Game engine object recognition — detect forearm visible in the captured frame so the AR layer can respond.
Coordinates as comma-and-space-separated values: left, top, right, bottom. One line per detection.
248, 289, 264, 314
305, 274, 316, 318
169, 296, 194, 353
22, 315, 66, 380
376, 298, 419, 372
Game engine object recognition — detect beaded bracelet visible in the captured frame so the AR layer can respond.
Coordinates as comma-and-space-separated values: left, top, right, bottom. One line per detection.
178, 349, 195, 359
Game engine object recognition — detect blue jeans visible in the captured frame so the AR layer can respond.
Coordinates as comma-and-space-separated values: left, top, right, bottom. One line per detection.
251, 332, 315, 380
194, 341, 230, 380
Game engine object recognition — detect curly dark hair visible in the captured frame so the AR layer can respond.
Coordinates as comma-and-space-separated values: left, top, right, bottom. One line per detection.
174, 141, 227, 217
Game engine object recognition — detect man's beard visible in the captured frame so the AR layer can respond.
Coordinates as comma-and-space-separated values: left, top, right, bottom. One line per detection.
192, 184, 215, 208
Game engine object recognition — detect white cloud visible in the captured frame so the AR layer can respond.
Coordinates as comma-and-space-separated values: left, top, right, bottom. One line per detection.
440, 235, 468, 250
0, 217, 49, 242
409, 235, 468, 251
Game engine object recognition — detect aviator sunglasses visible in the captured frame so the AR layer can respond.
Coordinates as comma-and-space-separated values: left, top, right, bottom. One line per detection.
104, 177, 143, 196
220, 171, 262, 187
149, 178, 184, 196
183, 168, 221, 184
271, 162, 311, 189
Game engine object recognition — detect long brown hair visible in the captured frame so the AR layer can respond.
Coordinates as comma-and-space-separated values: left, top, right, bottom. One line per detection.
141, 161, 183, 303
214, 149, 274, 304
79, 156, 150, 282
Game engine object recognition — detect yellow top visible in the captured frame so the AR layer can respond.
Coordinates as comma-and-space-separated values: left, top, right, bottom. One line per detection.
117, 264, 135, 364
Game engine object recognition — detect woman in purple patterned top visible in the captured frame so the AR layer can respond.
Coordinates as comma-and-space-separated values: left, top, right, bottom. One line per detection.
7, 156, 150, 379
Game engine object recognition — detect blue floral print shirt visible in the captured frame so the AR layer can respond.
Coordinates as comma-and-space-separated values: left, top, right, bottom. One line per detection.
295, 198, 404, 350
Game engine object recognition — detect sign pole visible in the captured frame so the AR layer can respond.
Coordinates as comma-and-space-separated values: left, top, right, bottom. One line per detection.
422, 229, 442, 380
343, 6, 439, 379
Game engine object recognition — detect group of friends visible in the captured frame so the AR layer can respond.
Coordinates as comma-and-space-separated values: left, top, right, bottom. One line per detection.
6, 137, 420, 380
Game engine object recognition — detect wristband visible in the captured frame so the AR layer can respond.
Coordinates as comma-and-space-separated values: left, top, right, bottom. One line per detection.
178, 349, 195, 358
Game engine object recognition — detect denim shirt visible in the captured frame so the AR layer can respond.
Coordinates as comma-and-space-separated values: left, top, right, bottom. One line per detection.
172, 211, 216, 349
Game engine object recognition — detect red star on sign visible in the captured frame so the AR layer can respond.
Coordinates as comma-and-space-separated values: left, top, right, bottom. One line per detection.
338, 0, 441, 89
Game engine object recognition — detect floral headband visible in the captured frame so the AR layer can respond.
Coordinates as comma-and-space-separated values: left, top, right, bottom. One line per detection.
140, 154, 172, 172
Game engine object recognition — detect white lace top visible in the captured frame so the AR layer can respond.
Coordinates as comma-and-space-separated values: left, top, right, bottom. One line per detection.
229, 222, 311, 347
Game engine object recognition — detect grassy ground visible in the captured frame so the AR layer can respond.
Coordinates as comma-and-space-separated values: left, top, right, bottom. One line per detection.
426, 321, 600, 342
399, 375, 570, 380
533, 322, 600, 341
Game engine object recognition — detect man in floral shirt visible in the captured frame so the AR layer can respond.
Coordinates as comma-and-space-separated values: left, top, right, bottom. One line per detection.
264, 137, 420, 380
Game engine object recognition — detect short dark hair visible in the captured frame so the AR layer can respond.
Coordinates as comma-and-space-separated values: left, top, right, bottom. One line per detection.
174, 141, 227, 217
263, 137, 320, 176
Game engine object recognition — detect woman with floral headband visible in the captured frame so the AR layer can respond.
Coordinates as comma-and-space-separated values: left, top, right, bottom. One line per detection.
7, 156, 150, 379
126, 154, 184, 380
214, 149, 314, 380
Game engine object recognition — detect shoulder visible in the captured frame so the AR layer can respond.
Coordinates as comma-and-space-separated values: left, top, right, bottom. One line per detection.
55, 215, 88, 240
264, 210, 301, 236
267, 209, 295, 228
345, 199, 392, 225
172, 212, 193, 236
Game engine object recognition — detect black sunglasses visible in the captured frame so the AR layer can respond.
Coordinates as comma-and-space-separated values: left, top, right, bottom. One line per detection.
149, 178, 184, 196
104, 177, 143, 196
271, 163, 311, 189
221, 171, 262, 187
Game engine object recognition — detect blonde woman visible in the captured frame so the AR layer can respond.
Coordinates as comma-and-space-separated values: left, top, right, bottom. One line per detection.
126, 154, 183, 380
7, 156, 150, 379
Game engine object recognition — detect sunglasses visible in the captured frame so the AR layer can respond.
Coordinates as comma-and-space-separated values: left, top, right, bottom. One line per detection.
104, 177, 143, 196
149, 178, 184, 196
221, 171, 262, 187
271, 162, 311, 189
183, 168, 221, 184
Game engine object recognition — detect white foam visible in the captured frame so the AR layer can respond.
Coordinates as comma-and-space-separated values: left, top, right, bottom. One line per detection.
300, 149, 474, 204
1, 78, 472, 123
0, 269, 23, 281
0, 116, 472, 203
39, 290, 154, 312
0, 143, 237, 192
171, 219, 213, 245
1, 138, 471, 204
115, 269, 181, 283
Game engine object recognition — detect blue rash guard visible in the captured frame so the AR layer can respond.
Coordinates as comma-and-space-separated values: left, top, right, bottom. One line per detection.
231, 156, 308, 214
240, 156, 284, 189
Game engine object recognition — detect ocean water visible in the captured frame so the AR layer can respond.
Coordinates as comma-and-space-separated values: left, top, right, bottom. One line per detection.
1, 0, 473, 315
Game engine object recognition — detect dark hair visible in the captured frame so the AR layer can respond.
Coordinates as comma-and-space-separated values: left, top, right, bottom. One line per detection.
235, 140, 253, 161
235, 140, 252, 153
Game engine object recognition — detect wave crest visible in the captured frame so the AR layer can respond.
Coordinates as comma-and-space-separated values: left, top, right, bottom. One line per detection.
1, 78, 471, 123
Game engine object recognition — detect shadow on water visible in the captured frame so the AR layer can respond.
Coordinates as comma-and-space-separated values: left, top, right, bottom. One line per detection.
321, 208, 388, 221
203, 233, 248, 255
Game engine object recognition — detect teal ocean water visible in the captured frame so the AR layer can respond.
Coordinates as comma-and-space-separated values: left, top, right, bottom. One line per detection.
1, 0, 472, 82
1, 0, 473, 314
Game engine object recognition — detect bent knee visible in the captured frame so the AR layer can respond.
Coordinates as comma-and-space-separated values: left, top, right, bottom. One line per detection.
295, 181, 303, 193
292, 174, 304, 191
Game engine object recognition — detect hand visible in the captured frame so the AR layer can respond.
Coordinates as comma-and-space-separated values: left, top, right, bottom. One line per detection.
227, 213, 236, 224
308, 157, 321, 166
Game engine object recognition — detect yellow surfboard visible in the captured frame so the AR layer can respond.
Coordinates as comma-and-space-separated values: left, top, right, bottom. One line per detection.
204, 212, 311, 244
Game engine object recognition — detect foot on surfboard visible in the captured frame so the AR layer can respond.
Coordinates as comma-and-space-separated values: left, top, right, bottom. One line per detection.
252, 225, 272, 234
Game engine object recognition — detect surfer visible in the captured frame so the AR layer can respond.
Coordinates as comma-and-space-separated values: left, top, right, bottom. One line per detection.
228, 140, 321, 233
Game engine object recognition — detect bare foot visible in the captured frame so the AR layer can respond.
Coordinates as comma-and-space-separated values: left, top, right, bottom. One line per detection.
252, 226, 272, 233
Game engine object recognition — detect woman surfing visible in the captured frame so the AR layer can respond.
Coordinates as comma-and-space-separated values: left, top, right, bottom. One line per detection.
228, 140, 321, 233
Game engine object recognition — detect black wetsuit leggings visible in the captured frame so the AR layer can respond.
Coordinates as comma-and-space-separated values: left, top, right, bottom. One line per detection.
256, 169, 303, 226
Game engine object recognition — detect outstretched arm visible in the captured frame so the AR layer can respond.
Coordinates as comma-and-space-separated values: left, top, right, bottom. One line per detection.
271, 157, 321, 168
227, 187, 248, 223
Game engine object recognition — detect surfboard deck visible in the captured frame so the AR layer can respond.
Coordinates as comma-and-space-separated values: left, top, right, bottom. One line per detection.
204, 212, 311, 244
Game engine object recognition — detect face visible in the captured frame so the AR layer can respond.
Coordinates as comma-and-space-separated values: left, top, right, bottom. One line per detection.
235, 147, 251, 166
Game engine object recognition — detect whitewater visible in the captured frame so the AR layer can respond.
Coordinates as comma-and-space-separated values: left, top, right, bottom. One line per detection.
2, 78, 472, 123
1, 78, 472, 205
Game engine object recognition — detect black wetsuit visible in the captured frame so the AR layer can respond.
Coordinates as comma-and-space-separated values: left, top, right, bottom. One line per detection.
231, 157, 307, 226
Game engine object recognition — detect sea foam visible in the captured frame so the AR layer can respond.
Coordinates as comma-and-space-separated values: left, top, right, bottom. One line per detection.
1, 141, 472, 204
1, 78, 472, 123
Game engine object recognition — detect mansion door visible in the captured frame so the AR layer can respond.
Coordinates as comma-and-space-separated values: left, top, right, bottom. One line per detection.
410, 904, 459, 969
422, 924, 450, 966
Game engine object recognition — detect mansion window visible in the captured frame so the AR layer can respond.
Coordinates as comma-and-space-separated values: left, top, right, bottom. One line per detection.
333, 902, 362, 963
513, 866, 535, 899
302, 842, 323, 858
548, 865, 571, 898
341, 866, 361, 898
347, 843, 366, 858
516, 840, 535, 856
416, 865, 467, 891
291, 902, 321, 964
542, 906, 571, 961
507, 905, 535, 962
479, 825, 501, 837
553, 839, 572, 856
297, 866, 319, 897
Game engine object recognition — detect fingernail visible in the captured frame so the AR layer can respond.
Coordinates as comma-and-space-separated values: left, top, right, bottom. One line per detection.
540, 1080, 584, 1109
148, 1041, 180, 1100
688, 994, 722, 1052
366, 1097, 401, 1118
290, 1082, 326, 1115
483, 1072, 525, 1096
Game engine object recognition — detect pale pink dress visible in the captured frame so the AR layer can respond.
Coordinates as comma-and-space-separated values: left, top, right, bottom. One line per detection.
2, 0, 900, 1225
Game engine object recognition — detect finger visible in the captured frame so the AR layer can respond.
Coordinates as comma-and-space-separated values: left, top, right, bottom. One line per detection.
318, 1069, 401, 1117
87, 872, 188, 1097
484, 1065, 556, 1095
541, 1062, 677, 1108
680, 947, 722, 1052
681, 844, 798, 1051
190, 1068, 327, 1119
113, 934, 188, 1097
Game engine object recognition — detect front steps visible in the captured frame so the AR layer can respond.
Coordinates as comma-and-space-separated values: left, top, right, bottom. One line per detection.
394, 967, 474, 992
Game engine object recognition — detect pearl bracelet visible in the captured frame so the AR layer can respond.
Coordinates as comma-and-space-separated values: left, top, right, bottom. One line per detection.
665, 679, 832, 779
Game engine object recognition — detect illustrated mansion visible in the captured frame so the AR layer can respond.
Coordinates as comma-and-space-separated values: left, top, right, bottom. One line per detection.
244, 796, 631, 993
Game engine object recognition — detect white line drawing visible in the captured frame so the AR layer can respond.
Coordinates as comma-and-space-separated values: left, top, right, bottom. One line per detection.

* * * * * * * * *

Only lines that include "foam" belong in the answer; copy all of them from the listing.

*Final answer*.
Game engine object recognition — detect white foam visible in the captured frame so the AR layer can respond.
Game engine object recognition — detect sea foam visible in the captured frame so the AR layer can respond.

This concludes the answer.